— start ENTRIES PROVIDED —
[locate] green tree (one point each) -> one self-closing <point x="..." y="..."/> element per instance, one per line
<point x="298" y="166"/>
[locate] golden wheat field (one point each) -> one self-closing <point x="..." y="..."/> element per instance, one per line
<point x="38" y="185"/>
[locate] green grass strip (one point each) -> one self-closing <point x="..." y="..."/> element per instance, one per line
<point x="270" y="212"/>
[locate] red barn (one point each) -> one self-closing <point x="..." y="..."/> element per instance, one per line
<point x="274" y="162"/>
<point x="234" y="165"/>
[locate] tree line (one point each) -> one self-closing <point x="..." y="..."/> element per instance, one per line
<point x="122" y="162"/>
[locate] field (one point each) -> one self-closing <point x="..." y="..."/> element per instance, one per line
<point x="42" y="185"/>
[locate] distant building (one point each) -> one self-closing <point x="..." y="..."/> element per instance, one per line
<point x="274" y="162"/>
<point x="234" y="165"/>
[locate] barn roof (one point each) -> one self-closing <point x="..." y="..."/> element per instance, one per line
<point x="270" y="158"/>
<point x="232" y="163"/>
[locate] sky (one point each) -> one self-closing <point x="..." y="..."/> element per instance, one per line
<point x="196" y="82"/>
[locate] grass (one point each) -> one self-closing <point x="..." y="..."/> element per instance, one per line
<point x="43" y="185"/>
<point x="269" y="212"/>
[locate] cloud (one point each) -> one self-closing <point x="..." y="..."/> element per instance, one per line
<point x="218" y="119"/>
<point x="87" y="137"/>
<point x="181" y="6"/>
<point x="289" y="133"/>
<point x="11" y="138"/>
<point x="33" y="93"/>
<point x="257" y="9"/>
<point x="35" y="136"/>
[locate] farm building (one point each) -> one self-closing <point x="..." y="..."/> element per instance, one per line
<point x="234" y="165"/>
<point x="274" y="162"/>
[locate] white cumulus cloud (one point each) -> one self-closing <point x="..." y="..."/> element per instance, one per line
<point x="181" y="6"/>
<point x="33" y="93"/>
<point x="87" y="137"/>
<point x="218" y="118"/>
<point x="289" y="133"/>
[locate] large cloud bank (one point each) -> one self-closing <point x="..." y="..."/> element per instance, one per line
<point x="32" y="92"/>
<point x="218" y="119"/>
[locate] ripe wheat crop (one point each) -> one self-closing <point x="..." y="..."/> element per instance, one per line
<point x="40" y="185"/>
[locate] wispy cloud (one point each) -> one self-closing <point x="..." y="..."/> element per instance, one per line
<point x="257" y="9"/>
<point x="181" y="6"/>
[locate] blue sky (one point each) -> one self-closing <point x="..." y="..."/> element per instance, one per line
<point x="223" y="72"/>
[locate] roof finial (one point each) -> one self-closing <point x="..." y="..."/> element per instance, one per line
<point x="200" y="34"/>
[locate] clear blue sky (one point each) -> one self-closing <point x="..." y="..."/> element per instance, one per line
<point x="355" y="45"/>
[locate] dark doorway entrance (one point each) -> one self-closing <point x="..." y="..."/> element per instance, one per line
— end ENTRIES PROVIDED —
### EXERCISE BRIEF
Please reproduce every line of the material word for word.

### WRITTEN REPLY
[locate] green tree (one point each) -> one self-closing <point x="..." y="..."/> element per instance, one per line
<point x="298" y="166"/>
[locate] golden wheat field (one point each) -> one self-closing <point x="..." y="..."/> element per instance, one per line
<point x="38" y="185"/>
[locate] green grass strip (one point each) -> one self-closing <point x="..." y="..."/> element per instance, one per line
<point x="270" y="212"/>
[locate] red barn (one point each) -> one self-closing <point x="..." y="..."/> element per instance, one per line
<point x="274" y="162"/>
<point x="234" y="165"/>
[locate] tree line (one point each) -> one self-closing <point x="..." y="..."/> element per instance, one per line
<point x="122" y="162"/>
[locate] field (one point each) -> one self-closing <point x="..." y="..."/> element per instance, one per line
<point x="42" y="185"/>
[locate] distant building (one point each) -> one self-closing <point x="..." y="..."/> element per instance, one per line
<point x="274" y="162"/>
<point x="234" y="165"/>
[locate] barn roof (one point each) -> one self-closing <point x="..." y="..."/> element per instance, one per line
<point x="270" y="158"/>
<point x="232" y="163"/>
[locate] sky (one point each) -> one self-closing <point x="..." y="..."/> element per instance, one per line
<point x="196" y="82"/>
[locate] grass (one point each) -> one self-closing <point x="..." y="..."/> element per instance, one per line
<point x="43" y="185"/>
<point x="269" y="212"/>
[locate] cloud (one point each) -> one self-closing <point x="..." y="..."/> element per instance, one per line
<point x="218" y="119"/>
<point x="87" y="137"/>
<point x="181" y="6"/>
<point x="289" y="133"/>
<point x="11" y="138"/>
<point x="33" y="93"/>
<point x="257" y="9"/>
<point x="35" y="136"/>
[locate] farm building (one point each) -> one self-closing <point x="..." y="..."/> element per instance, one per line
<point x="234" y="165"/>
<point x="274" y="162"/>
[locate] white cumulus cloud (one point each) -> one self-closing <point x="..." y="..."/> element per instance, one per line
<point x="181" y="6"/>
<point x="33" y="93"/>
<point x="87" y="137"/>
<point x="218" y="118"/>
<point x="289" y="133"/>
[locate] large cloud bank (one point each) -> one self-closing <point x="..." y="..."/> element per instance, one per line
<point x="32" y="92"/>
<point x="218" y="119"/>
[locate] ripe wheat crop (one point each) -> one self-closing <point x="..." y="..."/> element per instance, one per line
<point x="40" y="185"/>
[locate] wispy cloud (one point each) -> one self-closing <point x="..." y="..."/> element per instance, one per line
<point x="257" y="9"/>
<point x="181" y="6"/>
[locate] blue sky (one point each) -> one self-closing <point x="..." y="..."/> element per instance, one per line
<point x="223" y="72"/>
[locate] roof finial (one point each) -> one self-closing <point x="..." y="..."/> element per instance, one per line
<point x="200" y="34"/>
[locate] clear blue sky (one point each) -> one self-closing <point x="..." y="..."/> element per instance, one per line
<point x="355" y="45"/>
[locate] dark doorway entrance (one point each) -> one self-closing <point x="..." y="..."/> element per instance, one per line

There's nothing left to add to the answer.